Restate, word for word, each entry that follows, but skip its pictures.

Recorded data:
»»
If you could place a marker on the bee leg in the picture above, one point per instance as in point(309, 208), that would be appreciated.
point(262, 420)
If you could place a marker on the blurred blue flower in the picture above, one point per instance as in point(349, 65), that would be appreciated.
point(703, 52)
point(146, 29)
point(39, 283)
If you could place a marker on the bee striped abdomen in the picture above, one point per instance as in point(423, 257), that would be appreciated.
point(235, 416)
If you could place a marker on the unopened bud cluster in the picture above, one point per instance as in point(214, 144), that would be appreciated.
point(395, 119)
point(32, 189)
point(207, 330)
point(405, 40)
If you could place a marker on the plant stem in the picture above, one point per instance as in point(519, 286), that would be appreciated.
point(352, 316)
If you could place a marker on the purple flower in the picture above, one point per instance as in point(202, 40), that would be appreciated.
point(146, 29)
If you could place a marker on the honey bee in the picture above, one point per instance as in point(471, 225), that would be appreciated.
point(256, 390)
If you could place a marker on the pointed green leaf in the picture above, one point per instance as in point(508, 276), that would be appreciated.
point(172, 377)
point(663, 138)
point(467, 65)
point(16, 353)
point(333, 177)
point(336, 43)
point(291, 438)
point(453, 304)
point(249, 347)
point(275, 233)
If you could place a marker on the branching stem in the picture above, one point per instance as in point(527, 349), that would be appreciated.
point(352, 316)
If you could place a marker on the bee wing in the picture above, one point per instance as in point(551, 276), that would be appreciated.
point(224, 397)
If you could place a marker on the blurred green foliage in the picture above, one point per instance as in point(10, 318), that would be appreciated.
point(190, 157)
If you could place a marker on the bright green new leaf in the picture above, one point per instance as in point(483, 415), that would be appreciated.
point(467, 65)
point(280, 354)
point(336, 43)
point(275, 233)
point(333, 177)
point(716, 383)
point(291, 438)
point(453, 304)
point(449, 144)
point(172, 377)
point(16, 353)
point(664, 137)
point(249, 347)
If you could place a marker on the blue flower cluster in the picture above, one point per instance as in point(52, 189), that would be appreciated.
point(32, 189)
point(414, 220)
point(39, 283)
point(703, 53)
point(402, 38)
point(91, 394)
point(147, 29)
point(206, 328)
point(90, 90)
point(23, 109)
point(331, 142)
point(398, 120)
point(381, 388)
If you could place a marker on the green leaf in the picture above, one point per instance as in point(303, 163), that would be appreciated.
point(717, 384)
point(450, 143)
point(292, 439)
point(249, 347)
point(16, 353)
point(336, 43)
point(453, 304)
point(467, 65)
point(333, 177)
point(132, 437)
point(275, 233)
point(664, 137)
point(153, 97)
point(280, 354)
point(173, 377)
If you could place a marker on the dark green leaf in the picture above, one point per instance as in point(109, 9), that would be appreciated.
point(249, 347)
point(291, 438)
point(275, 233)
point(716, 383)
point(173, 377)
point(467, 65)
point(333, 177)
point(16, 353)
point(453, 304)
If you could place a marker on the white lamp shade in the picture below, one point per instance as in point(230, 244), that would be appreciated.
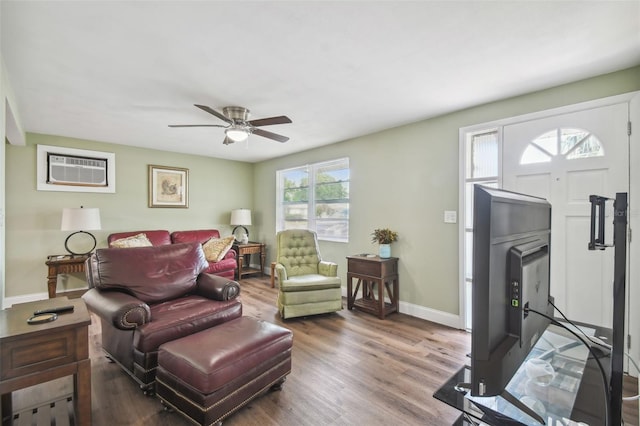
««
* [ANSWER FOR THIS EXERCISE]:
If you could place a marker on the bee leg in the picture above, one point per instance as in point(309, 208), that would be appreciated.
point(262, 420)
If you could place a marker on the blurred blue flower in the picture above, one point per instance as in point(349, 65), that would be appreciated.
point(703, 52)
point(146, 29)
point(39, 283)
If you could place a marker on the bee striped abdomen in the picture above, one point per instance as in point(423, 257), that would be appreciated.
point(235, 416)
If you could place a marker on the unopened bud cluster in the picture above, one point per instance as in point(214, 144), that would be appreciated.
point(395, 119)
point(32, 189)
point(207, 330)
point(405, 40)
If you could place a marker on the plant stem in the picture above, one point per instance as in point(519, 286), that would be appreciated.
point(352, 316)
If you could place a marker on the purple flower in the picture above, one point per instance as in point(202, 40), that would be appreciated.
point(146, 29)
If you could place a marker on the honey bee in the picture above, one point per instance as in point(471, 225), that would be appreciated.
point(256, 390)
If you could place a marker on the pointed green leaf in the picture above, one point per instance as in point(508, 276), that would be appreciated.
point(172, 377)
point(663, 138)
point(467, 65)
point(16, 353)
point(333, 177)
point(336, 43)
point(291, 438)
point(453, 304)
point(249, 347)
point(275, 233)
If you could place a marker on the branching stem in the picture above, one point per instance as in point(527, 349), that would be appreciated.
point(352, 316)
If you could place a marker on the bee wing in the picture above, one point per instance as in point(551, 276), that would be appreciated.
point(224, 397)
If you could place a marker on the blurred green foliage in the picture above, one point per instance as in point(10, 318), that would be appreciated.
point(190, 157)
If you could place a marker on the bright green new leaf in the picture above, one point per instance as in point(483, 415), that would be appreciated.
point(467, 65)
point(280, 354)
point(336, 43)
point(275, 233)
point(333, 177)
point(716, 383)
point(291, 438)
point(453, 304)
point(449, 144)
point(172, 377)
point(16, 353)
point(664, 137)
point(249, 347)
If you could place a marker on the blue flower cluster in the picture above, one point per instance as in point(52, 189), that would be appreciated.
point(32, 189)
point(414, 220)
point(39, 283)
point(703, 53)
point(402, 38)
point(91, 394)
point(147, 29)
point(206, 328)
point(90, 90)
point(23, 109)
point(331, 142)
point(398, 120)
point(381, 388)
If you could place a marker on the green leaf in the picture above, one point per instance as in point(303, 163), that would be appreciated.
point(717, 384)
point(450, 143)
point(292, 439)
point(249, 347)
point(16, 353)
point(336, 43)
point(453, 304)
point(467, 65)
point(333, 177)
point(132, 437)
point(275, 233)
point(664, 137)
point(153, 97)
point(280, 354)
point(173, 377)
If you could place a marker on the dark green leaf in the picture above, one point per instance as in point(109, 9), that would be appreciated.
point(249, 347)
point(291, 438)
point(275, 233)
point(716, 383)
point(173, 377)
point(467, 65)
point(333, 177)
point(16, 353)
point(453, 304)
If you could place a marker on the white lamp shade in the picture below, one point per instance as in point(230, 244), that would be appreciated.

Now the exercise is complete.